====== Entries shown
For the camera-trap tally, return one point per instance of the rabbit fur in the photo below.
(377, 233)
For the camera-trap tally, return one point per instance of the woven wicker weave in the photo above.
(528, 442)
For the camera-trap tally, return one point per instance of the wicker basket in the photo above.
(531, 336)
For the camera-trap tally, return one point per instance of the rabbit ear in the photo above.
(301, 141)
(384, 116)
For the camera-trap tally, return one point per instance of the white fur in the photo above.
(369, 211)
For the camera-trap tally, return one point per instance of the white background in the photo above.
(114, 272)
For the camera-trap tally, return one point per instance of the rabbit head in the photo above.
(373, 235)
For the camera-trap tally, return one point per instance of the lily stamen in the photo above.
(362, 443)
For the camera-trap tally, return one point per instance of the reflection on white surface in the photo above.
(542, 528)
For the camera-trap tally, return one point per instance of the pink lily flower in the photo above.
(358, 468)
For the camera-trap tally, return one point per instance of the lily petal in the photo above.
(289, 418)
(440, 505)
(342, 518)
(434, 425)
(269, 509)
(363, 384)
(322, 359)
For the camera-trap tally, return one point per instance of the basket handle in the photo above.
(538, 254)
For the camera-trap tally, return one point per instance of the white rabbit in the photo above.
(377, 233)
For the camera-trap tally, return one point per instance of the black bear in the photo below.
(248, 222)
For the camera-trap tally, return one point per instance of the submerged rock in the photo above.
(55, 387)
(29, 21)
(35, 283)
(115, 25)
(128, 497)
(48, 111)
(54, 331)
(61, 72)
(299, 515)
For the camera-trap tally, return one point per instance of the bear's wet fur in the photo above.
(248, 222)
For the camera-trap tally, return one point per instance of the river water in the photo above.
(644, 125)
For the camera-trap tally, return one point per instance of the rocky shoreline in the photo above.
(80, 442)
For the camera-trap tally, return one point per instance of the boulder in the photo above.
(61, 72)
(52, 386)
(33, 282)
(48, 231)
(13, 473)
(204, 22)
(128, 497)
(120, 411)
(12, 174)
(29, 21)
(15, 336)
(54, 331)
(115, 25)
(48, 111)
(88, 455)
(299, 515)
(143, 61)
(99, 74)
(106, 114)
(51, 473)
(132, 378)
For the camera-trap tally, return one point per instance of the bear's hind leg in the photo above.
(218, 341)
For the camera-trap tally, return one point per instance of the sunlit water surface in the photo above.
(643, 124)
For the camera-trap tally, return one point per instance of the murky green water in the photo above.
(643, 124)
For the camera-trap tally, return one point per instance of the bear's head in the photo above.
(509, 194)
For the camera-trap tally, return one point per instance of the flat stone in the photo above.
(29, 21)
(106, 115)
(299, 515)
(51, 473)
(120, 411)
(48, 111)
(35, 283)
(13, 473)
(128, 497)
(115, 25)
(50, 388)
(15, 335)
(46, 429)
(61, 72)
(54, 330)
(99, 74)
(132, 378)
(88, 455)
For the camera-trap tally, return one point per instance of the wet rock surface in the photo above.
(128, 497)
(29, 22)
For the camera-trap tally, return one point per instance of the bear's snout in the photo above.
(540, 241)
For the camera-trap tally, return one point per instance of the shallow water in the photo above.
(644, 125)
============
Written request:
Exactly as shown, repeat every record.

Task response:
For the camera-trap tally, return one point per instance of the rabbit fur in the photo below.
(377, 233)
For the camera-trap tally, return one point per instance of the woven wicker weave in the photo above.
(528, 442)
For the camera-trap tally, return one point per instance of the wicker basket in the photo above.
(531, 336)
For the camera-trap tally, return one point per instance of the rabbit ear in the photo above.
(301, 141)
(384, 116)
For the camera-trap tally, return one point per instance of the white fur in the photo above.
(369, 211)
For the camera-trap tally, return one point per instance of the white background in the photo above.
(114, 272)
For the camera-trap tally, return one point per instance of the rabbit head in the photo above.
(373, 235)
For the camera-trap tally, return one point per instance of the lily stamen in the photo above.
(362, 443)
For the camera-trap tally, return one point per instance of the reflection on white surface in the photo above.
(542, 528)
For the camera-trap tally, return one point per instance of the pink lily flower in the photo above.
(358, 468)
For the camera-trap tally, return one point per instance of the lily petal in the photo above.
(289, 418)
(440, 505)
(342, 518)
(434, 425)
(269, 509)
(363, 384)
(322, 359)
For the camera-trap tally, return one point per instance of the basket handle in the photo above.
(538, 254)
For the camera-trap tally, return one point per instance of the white rabbit in the photo above.
(377, 233)
For the camera-trap tally, return one point per instance of the black bear in the photo below.
(248, 222)
For the camera-trap tally, return one point per instance of the submerged rock in the photo above.
(55, 387)
(29, 21)
(35, 283)
(115, 25)
(128, 497)
(48, 111)
(54, 331)
(61, 72)
(299, 515)
For the camera-trap tally, return one point per instance of the bear's wet fur in the photo above.
(248, 222)
For the camera-trap tally, return one point per instance of the river water in the photo above.
(644, 125)
For the camera-trap tally, return one point per instance of the rocky shoreline in the photo above.
(80, 442)
For the camera-trap tally, return one point per instance of the boulder in the photo above.
(61, 72)
(52, 386)
(33, 282)
(48, 231)
(13, 473)
(204, 22)
(128, 497)
(120, 411)
(12, 174)
(29, 21)
(15, 336)
(54, 331)
(115, 25)
(48, 111)
(88, 455)
(299, 515)
(143, 61)
(99, 74)
(106, 114)
(51, 473)
(132, 378)
For the camera-trap tally, return one point per instance of the bear's hind leg in the photo above.
(218, 341)
For the camera-trap tally, return one point per instance of the sunlit water surface in the photo above.
(643, 124)
For the camera-trap tally, return one point per instance of the murky green water in the photo above.
(643, 124)
For the camera-trap tally, return one point per instance of the bear's head in the photo above.
(509, 194)
For the camera-trap tally, return one point per instance of the flat stone in the photo above.
(29, 21)
(106, 115)
(299, 515)
(51, 473)
(120, 411)
(48, 111)
(35, 283)
(13, 473)
(128, 497)
(115, 25)
(50, 388)
(15, 335)
(46, 429)
(61, 72)
(54, 330)
(99, 74)
(132, 378)
(88, 455)
For the camera-trap tally, return one point per instance of the wet rock surface in the photo above.
(128, 497)
(29, 22)
For the camera-trap tally, return one point per instance of the bear's snout in the photo above.
(540, 241)
For the camera-trap tally, return one point per instance of the shallow water in the photo above.
(644, 125)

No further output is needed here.